Goal: In the material below, shift every x and y coordinate up by 116. Write out every line from the one containing "Please drop a marker on the nose" through the end of the material, both ends included and the requests kept as they are, and give only that span.

Record excerpts:
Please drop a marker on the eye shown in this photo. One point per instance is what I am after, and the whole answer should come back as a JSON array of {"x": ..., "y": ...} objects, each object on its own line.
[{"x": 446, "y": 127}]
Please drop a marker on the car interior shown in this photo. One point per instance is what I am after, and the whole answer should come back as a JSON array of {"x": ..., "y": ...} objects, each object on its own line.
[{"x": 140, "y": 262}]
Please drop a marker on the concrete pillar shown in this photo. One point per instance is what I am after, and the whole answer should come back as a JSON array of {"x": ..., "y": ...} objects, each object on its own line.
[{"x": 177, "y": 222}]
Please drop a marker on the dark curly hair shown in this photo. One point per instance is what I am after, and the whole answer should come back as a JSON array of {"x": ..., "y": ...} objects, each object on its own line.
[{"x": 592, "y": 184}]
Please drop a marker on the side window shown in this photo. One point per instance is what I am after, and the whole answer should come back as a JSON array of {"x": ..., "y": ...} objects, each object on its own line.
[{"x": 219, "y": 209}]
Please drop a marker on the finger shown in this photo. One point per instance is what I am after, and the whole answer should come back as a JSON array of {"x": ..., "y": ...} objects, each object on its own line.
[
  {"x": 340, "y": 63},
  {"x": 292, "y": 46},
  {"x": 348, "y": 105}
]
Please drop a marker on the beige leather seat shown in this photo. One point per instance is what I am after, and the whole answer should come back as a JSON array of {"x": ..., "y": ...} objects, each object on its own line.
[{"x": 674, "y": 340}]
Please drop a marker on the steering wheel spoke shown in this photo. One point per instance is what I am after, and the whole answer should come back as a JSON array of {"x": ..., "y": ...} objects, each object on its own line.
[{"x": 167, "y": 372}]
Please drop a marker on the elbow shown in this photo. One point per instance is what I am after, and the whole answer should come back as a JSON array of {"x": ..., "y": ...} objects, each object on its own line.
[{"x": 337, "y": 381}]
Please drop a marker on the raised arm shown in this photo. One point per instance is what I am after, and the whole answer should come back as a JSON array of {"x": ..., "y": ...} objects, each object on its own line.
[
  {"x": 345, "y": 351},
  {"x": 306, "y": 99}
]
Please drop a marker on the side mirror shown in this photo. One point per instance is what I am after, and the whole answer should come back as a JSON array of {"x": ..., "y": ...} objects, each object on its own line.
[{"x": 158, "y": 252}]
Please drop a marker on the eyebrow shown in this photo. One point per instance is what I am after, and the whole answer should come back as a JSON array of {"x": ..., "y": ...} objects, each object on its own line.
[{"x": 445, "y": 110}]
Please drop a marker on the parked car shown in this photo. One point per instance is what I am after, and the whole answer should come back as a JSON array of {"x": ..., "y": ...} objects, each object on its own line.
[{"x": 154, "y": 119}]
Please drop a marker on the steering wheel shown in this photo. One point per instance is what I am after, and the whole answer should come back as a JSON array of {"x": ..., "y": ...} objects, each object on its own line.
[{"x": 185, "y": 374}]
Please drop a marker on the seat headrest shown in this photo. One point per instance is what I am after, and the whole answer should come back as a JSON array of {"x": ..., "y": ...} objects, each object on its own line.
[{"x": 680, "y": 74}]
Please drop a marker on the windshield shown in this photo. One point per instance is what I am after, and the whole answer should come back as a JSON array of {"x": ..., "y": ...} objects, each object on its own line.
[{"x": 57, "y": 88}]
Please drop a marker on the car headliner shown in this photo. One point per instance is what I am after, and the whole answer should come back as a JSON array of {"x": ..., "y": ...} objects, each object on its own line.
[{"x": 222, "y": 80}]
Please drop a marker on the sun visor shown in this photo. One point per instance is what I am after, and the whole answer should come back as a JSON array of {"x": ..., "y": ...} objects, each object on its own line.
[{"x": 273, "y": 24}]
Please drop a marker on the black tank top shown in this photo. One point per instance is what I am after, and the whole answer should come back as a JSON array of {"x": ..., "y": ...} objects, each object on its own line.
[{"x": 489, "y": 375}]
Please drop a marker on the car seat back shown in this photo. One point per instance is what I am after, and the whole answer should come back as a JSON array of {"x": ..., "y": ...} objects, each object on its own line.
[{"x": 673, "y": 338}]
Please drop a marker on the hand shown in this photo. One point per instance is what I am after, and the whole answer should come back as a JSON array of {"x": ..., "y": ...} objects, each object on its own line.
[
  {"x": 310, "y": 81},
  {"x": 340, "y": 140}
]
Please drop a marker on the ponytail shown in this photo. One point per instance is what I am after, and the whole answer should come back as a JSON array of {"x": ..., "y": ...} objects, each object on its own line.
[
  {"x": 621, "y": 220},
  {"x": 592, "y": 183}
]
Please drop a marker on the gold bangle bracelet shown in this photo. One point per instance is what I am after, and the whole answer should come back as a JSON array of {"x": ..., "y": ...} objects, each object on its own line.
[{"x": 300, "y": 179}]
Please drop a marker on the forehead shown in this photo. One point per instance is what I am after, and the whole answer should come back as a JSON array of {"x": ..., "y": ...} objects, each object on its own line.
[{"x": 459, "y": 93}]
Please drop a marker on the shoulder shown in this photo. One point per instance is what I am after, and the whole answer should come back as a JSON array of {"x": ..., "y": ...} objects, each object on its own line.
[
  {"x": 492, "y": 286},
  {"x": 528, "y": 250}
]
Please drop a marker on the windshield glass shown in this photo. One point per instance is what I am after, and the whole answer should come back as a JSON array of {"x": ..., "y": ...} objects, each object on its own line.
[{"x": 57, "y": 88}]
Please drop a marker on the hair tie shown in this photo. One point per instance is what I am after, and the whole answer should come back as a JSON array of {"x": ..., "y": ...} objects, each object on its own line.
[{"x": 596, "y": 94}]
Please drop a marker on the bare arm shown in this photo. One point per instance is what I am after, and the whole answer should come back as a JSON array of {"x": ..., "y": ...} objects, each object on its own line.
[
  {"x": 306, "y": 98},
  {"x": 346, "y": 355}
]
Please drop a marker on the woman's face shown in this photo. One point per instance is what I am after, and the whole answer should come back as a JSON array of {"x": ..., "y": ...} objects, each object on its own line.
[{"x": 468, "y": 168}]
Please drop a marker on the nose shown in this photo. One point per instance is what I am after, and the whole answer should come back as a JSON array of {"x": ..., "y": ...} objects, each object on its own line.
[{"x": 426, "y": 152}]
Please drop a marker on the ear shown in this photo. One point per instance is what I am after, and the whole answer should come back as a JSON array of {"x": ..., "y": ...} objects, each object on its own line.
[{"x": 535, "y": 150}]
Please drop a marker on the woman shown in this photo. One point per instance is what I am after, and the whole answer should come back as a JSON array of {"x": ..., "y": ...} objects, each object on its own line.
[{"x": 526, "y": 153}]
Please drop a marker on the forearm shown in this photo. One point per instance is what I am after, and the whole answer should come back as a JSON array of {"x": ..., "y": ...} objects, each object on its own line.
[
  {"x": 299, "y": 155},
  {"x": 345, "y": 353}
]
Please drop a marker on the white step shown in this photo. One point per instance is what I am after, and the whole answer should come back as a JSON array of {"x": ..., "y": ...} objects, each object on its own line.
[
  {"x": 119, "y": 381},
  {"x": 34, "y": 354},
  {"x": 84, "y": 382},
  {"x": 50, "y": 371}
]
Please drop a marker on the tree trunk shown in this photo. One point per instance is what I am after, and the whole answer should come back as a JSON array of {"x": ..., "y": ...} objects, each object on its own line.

Task response:
Please drop a marker on the nose shown in this photo. One point per instance is what I am after, and the whole answer should come back as a JSON array of {"x": ..., "y": ...} objects, each object on its own line.
[{"x": 542, "y": 268}]
Please drop a marker on the ear shown in this photo. One point per instance is what I am after, and the whole answer should come back as a JSON array of {"x": ..., "y": ...} objects, each object on its own line.
[{"x": 651, "y": 266}]
Please drop a marker on the woman shown in this photo. One point per instance is what I am after, and the whole answer should come back as a JSON array of {"x": ..., "y": ...} objects, each object on its own line.
[{"x": 642, "y": 269}]
Please drop a marker on the forearm shown in this photo. One point per instance is what I am after, and the whole answer should come back as a JSON array of {"x": ..., "y": ...} objects, each object on its own line.
[
  {"x": 415, "y": 271},
  {"x": 461, "y": 469}
]
Please drop a marker on the white step shown in this photo. One point per instance is what I am after, and the whole answer should come back as a JSON array of {"x": ..., "y": ...} objects, each object on its own line.
[
  {"x": 235, "y": 497},
  {"x": 150, "y": 470},
  {"x": 200, "y": 498},
  {"x": 166, "y": 487}
]
Please drop a marker on the tree trunk shown in this photo. One point per instance is what I am after, and the whole answer should come back as a JSON array of {"x": ..., "y": ...} objects, each object on its own line.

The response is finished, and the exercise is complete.